_Extract provided:_
━━━━━━

Novel study on histones provides better understanding of gene regulation
Scientists from A*STAR's Genome Institute of Singapore (GIS) have discovered the unique functions of a specific type of histone modification, which may prove crucial in understanding gene regulation and the development of diseases. This development was published in the scientific journal Genome Research.
Histones are proteins found in the cell nucleus, which organise DNA into structural units called nucleosomes, helping to protect DNA as well as control gene expression. There are five main families of histones, and they have different kinds of modifications. Researchers observe patterns of these histone modifications across the whole genome in order to understand the process of gene regulation and of disease progression. For example, a kind of histone modification called histone acetylation has been linked to activation of different sites on DNA for gene replication and enhancing transcriptions. However, much remains to be known about histones and how they function. While there are 35 known histone acetylations, many of them are not characterised properly. The majority of regulatory genomics studies also focus exclusively on two histone acetylations known as H3K27ac and H3K9ac.

━━━━━━

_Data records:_

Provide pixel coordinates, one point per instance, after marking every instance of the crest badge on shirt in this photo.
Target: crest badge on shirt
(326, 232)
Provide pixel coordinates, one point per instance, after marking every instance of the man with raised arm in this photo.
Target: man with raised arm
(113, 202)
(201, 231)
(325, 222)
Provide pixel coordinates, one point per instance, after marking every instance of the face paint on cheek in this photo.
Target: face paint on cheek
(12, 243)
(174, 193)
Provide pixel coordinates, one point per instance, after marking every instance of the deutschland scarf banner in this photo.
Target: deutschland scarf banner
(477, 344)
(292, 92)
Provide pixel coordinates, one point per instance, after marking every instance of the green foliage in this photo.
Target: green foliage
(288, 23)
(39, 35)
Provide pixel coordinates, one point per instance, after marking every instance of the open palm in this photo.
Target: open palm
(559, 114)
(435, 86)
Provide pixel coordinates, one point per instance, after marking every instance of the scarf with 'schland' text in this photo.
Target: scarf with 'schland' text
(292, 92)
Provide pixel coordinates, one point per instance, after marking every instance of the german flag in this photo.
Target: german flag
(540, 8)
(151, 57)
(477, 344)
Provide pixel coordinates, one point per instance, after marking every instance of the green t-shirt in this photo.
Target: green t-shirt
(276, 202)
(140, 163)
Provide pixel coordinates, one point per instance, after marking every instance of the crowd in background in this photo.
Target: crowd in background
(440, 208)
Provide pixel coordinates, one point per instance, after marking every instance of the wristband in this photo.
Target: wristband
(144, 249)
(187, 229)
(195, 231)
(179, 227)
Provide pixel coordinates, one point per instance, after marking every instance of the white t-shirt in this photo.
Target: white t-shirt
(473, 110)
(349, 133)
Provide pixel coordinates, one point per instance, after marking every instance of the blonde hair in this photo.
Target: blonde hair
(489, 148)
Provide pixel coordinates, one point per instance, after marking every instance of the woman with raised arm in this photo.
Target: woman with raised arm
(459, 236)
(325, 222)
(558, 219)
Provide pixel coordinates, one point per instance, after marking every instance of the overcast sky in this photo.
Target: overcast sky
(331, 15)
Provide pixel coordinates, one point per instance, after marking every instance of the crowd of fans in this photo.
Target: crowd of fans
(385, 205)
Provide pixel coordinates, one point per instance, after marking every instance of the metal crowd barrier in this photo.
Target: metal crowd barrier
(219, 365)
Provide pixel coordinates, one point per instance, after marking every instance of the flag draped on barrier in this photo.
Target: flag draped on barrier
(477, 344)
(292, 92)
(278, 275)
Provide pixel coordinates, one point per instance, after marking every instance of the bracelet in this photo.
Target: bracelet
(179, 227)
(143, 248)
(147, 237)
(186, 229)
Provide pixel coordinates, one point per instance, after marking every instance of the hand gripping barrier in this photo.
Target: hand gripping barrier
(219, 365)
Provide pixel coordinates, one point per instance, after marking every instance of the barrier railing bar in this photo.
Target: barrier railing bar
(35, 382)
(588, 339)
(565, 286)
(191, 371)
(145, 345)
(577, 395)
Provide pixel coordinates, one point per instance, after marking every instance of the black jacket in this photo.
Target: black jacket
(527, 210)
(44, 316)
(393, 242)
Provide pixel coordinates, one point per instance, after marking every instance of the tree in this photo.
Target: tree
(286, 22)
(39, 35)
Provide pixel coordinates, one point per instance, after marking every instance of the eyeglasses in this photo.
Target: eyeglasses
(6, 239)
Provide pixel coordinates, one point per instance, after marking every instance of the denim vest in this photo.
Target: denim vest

━━━━━━

_What to do:_ Update the part of the article on histone modifications that opens with the words containing "Novel study on" and closes with "journal Genome Research.", replacing "Scientists" with "Researchers". Rely solely on the text for this work.

_Task result:_
Novel study on histones provides better understanding of gene regulation
Researchers from A*STAR's Genome Institute of Singapore (GIS) have discovered the unique functions of a specific type of histone modification, which may prove crucial in understanding gene regulation and the development of diseases. This development was published in the scientific journal Genome Research.